_Task brief_.
All of the lines below are to be printed again exactly; images are excluded from the output.

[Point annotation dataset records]
___
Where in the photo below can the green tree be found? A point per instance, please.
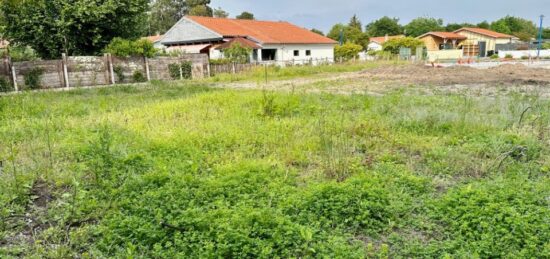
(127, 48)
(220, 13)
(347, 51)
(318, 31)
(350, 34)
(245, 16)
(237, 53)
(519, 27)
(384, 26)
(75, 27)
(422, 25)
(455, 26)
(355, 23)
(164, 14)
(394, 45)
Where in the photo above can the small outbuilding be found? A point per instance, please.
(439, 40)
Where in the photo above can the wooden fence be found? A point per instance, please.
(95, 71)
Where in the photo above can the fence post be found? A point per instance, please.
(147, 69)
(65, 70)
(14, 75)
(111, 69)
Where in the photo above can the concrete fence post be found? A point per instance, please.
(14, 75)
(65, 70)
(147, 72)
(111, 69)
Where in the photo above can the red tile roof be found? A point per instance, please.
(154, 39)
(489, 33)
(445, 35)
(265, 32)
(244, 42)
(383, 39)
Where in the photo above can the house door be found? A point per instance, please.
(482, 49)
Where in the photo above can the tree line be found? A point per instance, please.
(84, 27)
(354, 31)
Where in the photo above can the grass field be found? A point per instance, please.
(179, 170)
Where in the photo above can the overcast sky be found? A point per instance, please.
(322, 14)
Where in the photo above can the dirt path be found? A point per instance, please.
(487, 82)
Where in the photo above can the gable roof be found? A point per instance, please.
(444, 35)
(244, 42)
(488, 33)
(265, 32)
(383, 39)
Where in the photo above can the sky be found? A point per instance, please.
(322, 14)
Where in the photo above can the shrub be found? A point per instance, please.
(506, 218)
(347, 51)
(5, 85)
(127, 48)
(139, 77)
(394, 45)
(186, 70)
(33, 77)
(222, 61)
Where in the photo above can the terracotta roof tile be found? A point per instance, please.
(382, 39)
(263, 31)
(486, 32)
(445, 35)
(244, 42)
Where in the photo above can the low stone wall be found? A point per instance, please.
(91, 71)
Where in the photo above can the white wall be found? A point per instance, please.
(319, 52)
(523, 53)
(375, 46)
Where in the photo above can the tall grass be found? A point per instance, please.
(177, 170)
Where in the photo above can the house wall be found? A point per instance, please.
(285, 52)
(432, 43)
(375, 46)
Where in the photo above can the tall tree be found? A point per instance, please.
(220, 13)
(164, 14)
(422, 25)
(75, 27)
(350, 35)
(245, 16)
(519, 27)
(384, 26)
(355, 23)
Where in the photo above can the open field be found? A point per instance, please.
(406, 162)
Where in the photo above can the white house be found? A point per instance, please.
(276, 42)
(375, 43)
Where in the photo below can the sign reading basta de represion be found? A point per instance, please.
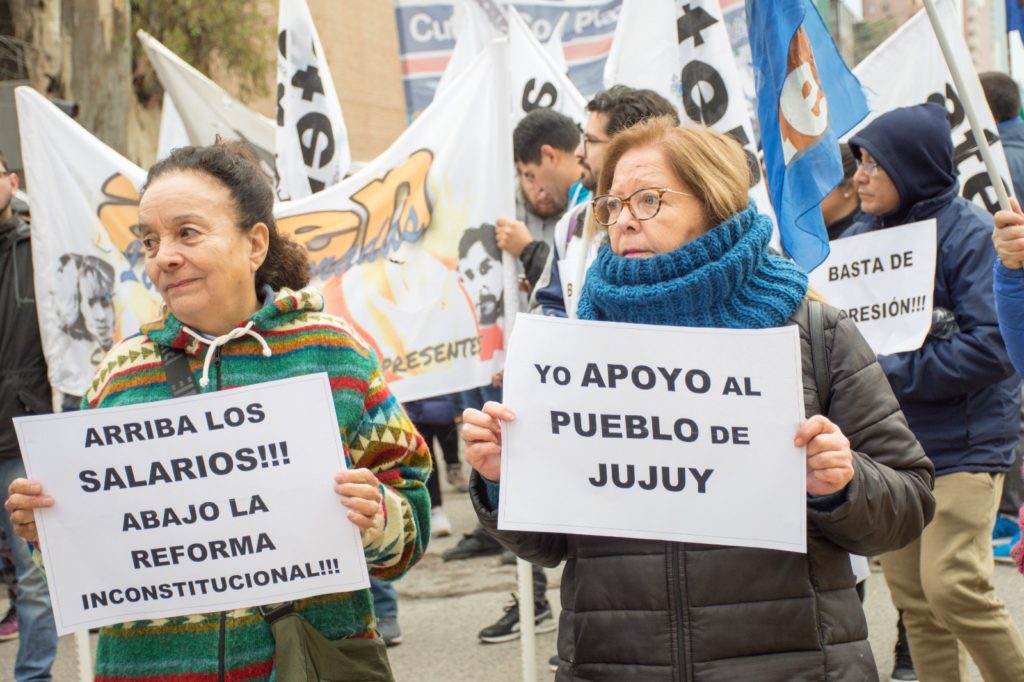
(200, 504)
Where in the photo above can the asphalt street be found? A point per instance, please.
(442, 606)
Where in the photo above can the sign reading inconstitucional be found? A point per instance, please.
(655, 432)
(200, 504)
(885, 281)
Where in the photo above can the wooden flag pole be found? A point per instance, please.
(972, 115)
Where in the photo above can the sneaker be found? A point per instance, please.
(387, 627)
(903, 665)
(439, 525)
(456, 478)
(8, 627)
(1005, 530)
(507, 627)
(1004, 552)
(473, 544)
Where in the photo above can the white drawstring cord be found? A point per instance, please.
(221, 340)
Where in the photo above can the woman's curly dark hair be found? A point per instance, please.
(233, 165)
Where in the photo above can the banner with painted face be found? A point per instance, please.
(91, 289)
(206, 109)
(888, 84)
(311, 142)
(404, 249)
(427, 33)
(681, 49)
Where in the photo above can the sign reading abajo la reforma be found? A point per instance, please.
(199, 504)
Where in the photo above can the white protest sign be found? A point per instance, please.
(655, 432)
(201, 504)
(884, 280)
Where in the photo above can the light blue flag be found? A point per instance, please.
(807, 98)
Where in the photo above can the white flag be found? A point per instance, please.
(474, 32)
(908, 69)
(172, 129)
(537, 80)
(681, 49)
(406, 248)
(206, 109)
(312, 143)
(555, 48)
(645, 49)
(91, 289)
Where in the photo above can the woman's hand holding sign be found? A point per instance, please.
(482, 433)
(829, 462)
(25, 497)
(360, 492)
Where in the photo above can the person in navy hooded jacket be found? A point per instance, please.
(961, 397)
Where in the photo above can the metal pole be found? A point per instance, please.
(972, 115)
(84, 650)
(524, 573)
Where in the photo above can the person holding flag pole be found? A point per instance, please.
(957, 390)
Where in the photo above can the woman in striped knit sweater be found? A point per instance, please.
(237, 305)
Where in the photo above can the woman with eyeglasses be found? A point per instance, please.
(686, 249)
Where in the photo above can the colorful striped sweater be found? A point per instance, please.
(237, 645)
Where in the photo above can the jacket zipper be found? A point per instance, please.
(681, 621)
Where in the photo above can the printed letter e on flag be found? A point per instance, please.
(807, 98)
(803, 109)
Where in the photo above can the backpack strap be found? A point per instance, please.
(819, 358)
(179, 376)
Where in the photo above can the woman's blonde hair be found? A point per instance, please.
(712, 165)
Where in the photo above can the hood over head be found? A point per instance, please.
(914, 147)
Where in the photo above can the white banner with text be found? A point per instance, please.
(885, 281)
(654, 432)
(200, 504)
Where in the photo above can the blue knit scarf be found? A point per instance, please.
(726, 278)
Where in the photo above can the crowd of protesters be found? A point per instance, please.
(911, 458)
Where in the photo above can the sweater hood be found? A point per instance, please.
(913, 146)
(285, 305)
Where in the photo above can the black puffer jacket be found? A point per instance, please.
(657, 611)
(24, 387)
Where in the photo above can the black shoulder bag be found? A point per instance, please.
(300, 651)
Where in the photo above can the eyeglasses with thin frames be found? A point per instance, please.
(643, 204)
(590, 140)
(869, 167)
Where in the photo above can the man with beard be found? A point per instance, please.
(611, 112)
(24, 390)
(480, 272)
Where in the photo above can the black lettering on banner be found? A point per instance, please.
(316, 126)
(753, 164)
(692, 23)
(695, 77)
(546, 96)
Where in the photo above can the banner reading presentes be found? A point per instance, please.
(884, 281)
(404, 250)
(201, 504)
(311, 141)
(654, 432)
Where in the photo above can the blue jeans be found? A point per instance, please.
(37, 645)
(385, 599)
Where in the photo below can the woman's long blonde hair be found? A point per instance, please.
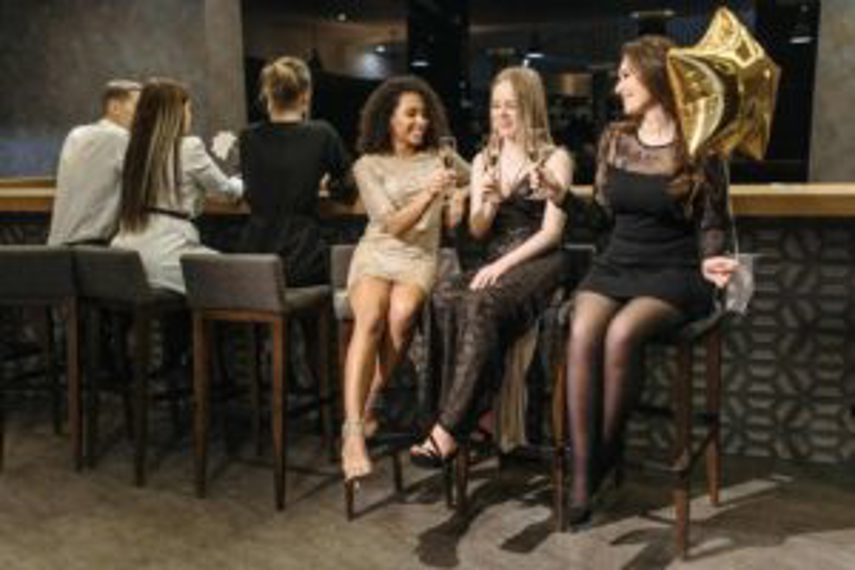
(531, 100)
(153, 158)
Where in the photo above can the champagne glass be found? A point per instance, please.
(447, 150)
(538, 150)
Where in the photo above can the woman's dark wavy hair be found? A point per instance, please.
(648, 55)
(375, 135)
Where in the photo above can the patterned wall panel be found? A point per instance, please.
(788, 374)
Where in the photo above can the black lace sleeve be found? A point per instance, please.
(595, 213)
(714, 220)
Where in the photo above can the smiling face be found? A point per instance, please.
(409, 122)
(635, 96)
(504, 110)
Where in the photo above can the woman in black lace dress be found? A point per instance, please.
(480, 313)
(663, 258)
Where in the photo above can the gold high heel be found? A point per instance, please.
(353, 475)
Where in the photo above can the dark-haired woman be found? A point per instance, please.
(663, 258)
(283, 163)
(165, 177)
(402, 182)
___
_Answer to the exercise_.
Where in the photo below can the green tree be found? A point per instance, please.
(127, 48)
(220, 13)
(347, 51)
(318, 31)
(350, 34)
(245, 16)
(237, 53)
(519, 27)
(384, 26)
(75, 27)
(422, 25)
(455, 26)
(355, 23)
(164, 14)
(394, 45)
Where in the photo above can the small outbuilding be found? A point per instance, please.
(439, 40)
Where in the photo above can the wooden fence be found? A point per instance, please.
(95, 71)
Where in the photo above can the fence post be found? A point per instance, please.
(147, 69)
(65, 70)
(14, 75)
(111, 69)
Where in the photo above can the concrete fence post be found? A point per instance, please.
(14, 75)
(65, 70)
(147, 72)
(111, 69)
Where in the photo above can the red tile roof be found? A point per instance, please.
(154, 39)
(489, 33)
(445, 35)
(265, 32)
(244, 42)
(383, 39)
Where in the photo above can the house door be found? A point per instance, please.
(482, 49)
Where in the photo above can the tree line be found? A point per instance, please.
(84, 27)
(354, 31)
Where in the photo above can the grass field be found? A point per instance, please.
(179, 170)
Where in the photo above can the overcast sky be found? A point per instance, please.
(322, 14)
Where in the photo above can the dirt path be found? A point per instance, please.
(487, 82)
Where in the photo above can the gable roof be found? A point per instance, please.
(444, 35)
(244, 42)
(488, 33)
(265, 32)
(383, 39)
Where in the photo above can the sky be found? A point per instance, please.
(322, 14)
Where in the photo above can the shrub be found? A point per instance, please.
(506, 218)
(347, 51)
(5, 85)
(127, 48)
(139, 77)
(394, 45)
(186, 70)
(33, 77)
(222, 61)
Where in the photo above can the terracotta roof tile be found? A point per instance, please.
(382, 39)
(263, 31)
(486, 32)
(445, 35)
(244, 42)
Where in the photo above can the low stone wall be found? A point per instance, please.
(91, 71)
Where in the photo above can the white wall be found? A point per instance, please.
(319, 52)
(523, 53)
(375, 46)
Where in the photo above can the tall grass be found? A point per instance, please.
(177, 170)
Where in the photo above can the house wall be found? A point per instance, please.
(285, 52)
(432, 43)
(375, 46)
Where in the photo above can the tall tree be found? A point per instance, please.
(220, 13)
(164, 14)
(422, 25)
(75, 27)
(350, 35)
(245, 16)
(519, 27)
(384, 26)
(355, 23)
Where in the photo above can the open field be found? A point per instance, please.
(406, 162)
Where in the photo above can the white house be found? A point per instance, please.
(276, 42)
(375, 43)
Where in the photo below can the sign reading basta de represion be found? A point per instance, please.
(200, 504)
Where in the photo above can the asphalt street be found? A point per instance, please.
(442, 606)
Where in the photo above can the sign reading inconstitucional be found? A point per instance, please.
(655, 432)
(200, 504)
(885, 281)
Where in the photo above can the wooden flag pole be found? A point per instance, please.
(972, 115)
Where in the photo above can the sneaker be found? A point per instance, please.
(387, 627)
(903, 665)
(439, 525)
(456, 478)
(8, 627)
(1005, 530)
(507, 627)
(1004, 552)
(473, 544)
Where in the photo above can the white drawstring cord be found? A point per instance, please.
(221, 340)
Where in the photo above can the woman's curly dark hair be found? A point per instance, please.
(233, 165)
Where in the photo above can the banner with painted face be found? A point per instance, please.
(91, 289)
(206, 109)
(888, 84)
(311, 142)
(404, 249)
(427, 33)
(681, 49)
Where in the photo above can the sign reading abajo la reforma be found? A point per instance, please.
(199, 504)
Where in the photo above can the white protest sign be found? A point per instance, please.
(655, 432)
(201, 504)
(884, 280)
Where in the photo above can the light blue flag be found? A point per instance, please.
(807, 98)
Where in the photo above can the white flag be found? A point per instance, please.
(474, 32)
(908, 69)
(172, 129)
(537, 80)
(681, 49)
(406, 248)
(206, 109)
(312, 143)
(555, 48)
(645, 49)
(91, 289)
Where in the photo above can the woman's hand holding sign be found? A point per instance, please.
(482, 433)
(829, 462)
(25, 497)
(360, 492)
Where in the photo above can the person in navy hooded jacket be found? A point per instance, please.
(961, 397)
Where in the photo above can the metal pole be found? A point per instance, please.
(972, 115)
(84, 650)
(524, 573)
Where in the photo above can the person holding flag pole be found? A point per instance, please.
(957, 390)
Where in the photo above can the woman in striped knit sweater be found? A point per instance, please.
(237, 305)
Where in the photo above can the woman with eyeglasses be found? A point per instance, please.
(686, 249)
Where in the photo above can the colorful striped sweater be found? A point per instance, please.
(237, 645)
Where in the photo above can the jacket zipper be found? A point per instance, please.
(681, 621)
Where in the photo above can the printed letter e on flag be found? A point per instance, please.
(807, 98)
(803, 109)
Where in the photo above can the backpack strap be found? A point per instance, please.
(819, 358)
(179, 376)
Where in the photo above can the woman's blonde hair be found? A point per instance, please.
(712, 165)
Where in the photo above can the hood over head be found? A point per instance, please.
(914, 147)
Where in the photo above can the white banner with text be found? A point per instance, please.
(885, 281)
(654, 432)
(200, 504)
Where in the photo above can the blue knit scarf be found? A point per instance, please.
(726, 278)
Where in the photo above can the crowd of protesters be found? A point per instance, please.
(911, 458)
Where in the photo above can the sweater hood be found? A point per instance, please.
(913, 146)
(285, 305)
Where in the photo above can the black puffer jacket be found? A point per instance, please.
(657, 611)
(24, 387)
Where in the photo above can the black shoulder bag be found? A point per instance, please.
(300, 651)
Where in the photo above can the eyeglasses with thin frames be found? A point per instance, please.
(643, 204)
(590, 140)
(869, 167)
Where in the photo above can the man with beard be found? A point per instance, please.
(611, 112)
(24, 390)
(480, 272)
Where in the photo above can the black lettering on banner be found? A point per instance, please.
(316, 126)
(753, 164)
(692, 23)
(695, 77)
(546, 96)
Where in the photo above can the banner reading presentes be found? A point per instance, please.
(884, 281)
(404, 250)
(201, 504)
(311, 141)
(654, 432)
Where in the photo above can the blue jeans be found? A point per instance, please.
(37, 645)
(385, 599)
Where in the photo below can the woman's long blonde hair be found? A point per instance, please.
(531, 100)
(153, 158)
Where in the photo above can the champagne glass be found? A point per instance, please.
(447, 150)
(538, 150)
Where in the photo above can the woman's dark wavy hair be found? A point per instance, please.
(648, 55)
(375, 135)
Where in the photo above can the patterned wall panel be found? A point per instance, please.
(788, 374)
Where in the photo above can the black lace sleeve be found? A point per instance, please.
(595, 213)
(714, 220)
Where in the photo above can the smiling face be found? A point per instance, please.
(409, 122)
(635, 96)
(504, 110)
Where in the photo above can the woman in black lace dress be found? A point per instance, please.
(480, 313)
(663, 258)
Where in the photo above can the gold high heel be found? A point per instance, please.
(353, 475)
Where in the photo above can the dark-haired woman be found? A point per instance, please.
(663, 258)
(283, 163)
(165, 177)
(402, 182)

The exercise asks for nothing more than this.